Requirements:
Update the records below by changing every "instance" to "occurrence" and leaving everything else as it is.
Begin Data listing
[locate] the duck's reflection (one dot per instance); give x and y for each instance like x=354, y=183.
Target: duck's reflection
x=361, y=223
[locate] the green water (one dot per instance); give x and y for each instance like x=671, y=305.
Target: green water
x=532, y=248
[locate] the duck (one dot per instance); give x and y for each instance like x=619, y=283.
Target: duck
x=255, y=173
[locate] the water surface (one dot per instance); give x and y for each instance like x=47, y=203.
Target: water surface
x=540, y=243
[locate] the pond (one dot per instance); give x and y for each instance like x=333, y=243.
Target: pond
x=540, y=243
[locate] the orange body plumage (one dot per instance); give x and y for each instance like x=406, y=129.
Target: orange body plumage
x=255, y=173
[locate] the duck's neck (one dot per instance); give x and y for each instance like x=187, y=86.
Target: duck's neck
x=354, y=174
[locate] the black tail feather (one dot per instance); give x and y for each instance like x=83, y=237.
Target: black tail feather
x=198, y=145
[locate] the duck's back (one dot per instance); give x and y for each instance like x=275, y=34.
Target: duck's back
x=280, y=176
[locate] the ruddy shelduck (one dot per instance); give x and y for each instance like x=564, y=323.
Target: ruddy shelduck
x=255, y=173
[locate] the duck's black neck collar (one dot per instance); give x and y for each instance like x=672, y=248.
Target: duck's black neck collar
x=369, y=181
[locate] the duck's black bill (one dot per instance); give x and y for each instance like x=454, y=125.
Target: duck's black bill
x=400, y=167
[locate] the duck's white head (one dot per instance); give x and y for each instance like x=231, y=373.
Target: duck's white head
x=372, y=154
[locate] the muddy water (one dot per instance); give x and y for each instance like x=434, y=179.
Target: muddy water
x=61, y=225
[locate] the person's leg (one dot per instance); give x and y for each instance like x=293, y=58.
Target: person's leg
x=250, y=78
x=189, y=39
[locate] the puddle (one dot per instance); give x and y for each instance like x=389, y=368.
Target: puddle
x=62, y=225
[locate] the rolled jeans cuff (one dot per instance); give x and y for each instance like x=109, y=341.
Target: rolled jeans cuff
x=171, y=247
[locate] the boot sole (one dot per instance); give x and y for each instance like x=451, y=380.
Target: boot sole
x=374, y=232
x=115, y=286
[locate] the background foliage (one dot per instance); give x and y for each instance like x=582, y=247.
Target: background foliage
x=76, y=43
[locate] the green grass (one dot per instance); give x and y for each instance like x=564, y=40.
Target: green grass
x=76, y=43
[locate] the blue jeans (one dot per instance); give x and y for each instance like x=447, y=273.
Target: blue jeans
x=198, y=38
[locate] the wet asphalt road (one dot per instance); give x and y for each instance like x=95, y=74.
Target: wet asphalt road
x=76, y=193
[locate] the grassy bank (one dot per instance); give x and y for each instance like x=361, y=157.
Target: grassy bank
End Data listing
Written answer:
[locate] the duck's reflection (one dot per occurrence); give x and y for each occurrence like x=354, y=183.
Target: duck's reflection
x=361, y=223
[locate] the green water (one dot per occurrence); give x and y for each occurrence like x=671, y=305.
Target: green water
x=532, y=248
[locate] the duck (one dot per occurrence); give x and y for each occurrence like x=619, y=283.
Target: duck
x=255, y=173
[locate] the water surface (one dot per occurrence); give x and y for each occurrence like x=47, y=203.
Target: water surface
x=540, y=243
[locate] the pond (one dot per occurrence); give x and y for each occurrence like x=333, y=243.
Target: pond
x=540, y=243
[locate] the orange body plumage (one dot per occurrence); give x and y for each occurrence like x=406, y=129.
Target: orange body plumage
x=255, y=173
[locate] the duck's neck (one dot per occurrence); give x and y for each occurrence like x=187, y=86.
Target: duck's neck
x=354, y=174
[locate] the black tail feather (one dot per occurrence); give x and y for each occurrence like x=83, y=237.
Target: black tail feather
x=198, y=145
[locate] the duck's back (one dot per occurrence); give x and y for each occurrence like x=275, y=34.
Target: duck's back
x=280, y=176
[locate] the ruddy shelduck (one dot per occurrence); give x and y for each occurrence like x=564, y=323.
Target: ruddy shelduck
x=255, y=173
[locate] the duck's black neck collar (one dot per occurrence); give x and y for each occurrence like x=672, y=248.
Target: duck's black neck collar
x=369, y=181
[locate] the duck's black bill (one dot per occurrence); give x and y for each occurrence like x=454, y=125.
Target: duck's black bill
x=400, y=167
[locate] the duck's white head (one dot per occurrence); give x and y for each occurrence like x=231, y=373.
Target: duck's white head
x=372, y=154
[locate] the muddy water (one dot per occurrence); give x and y for each occurrence like x=434, y=179.
Target: muddy water
x=61, y=225
[locate] the person's leg (one dot per occurrence); give x and y for each occurrence like x=293, y=58.
Target: person's leg
x=250, y=78
x=189, y=39
[locate] the puddle (one dot per occurrence); give x and y for each occurrence like x=389, y=368.
Target: puddle
x=62, y=225
[locate] the rolled jeans cuff (one dot per occurrence); give x and y for each occurrence like x=109, y=341.
Target: rolled jeans cuff
x=171, y=247
[locate] the boot sole (one dot per occurrence); give x and y for each occurrence like x=451, y=380.
Target: boot sole
x=374, y=232
x=115, y=286
[locate] the background foliage (one dot per occurrence); give x and y for each occurrence like x=582, y=247.
Target: background foliage
x=76, y=43
[locate] the green grass (one dot per occurrence); give x and y for each occurrence like x=564, y=40.
Target: green grass
x=76, y=43
[locate] the blue jeans (one dot per occurrence); give x and y for each occurrence like x=447, y=273.
Target: blue jeans
x=198, y=38
[locate] the wet asphalt road (one dot per occurrence); give x and y for each occurrence like x=95, y=74.
Target: wet asphalt road
x=76, y=193
[locate] the grassy bank (one dot per occurrence); give x and y for each occurrence like x=361, y=157.
Target: grassy bank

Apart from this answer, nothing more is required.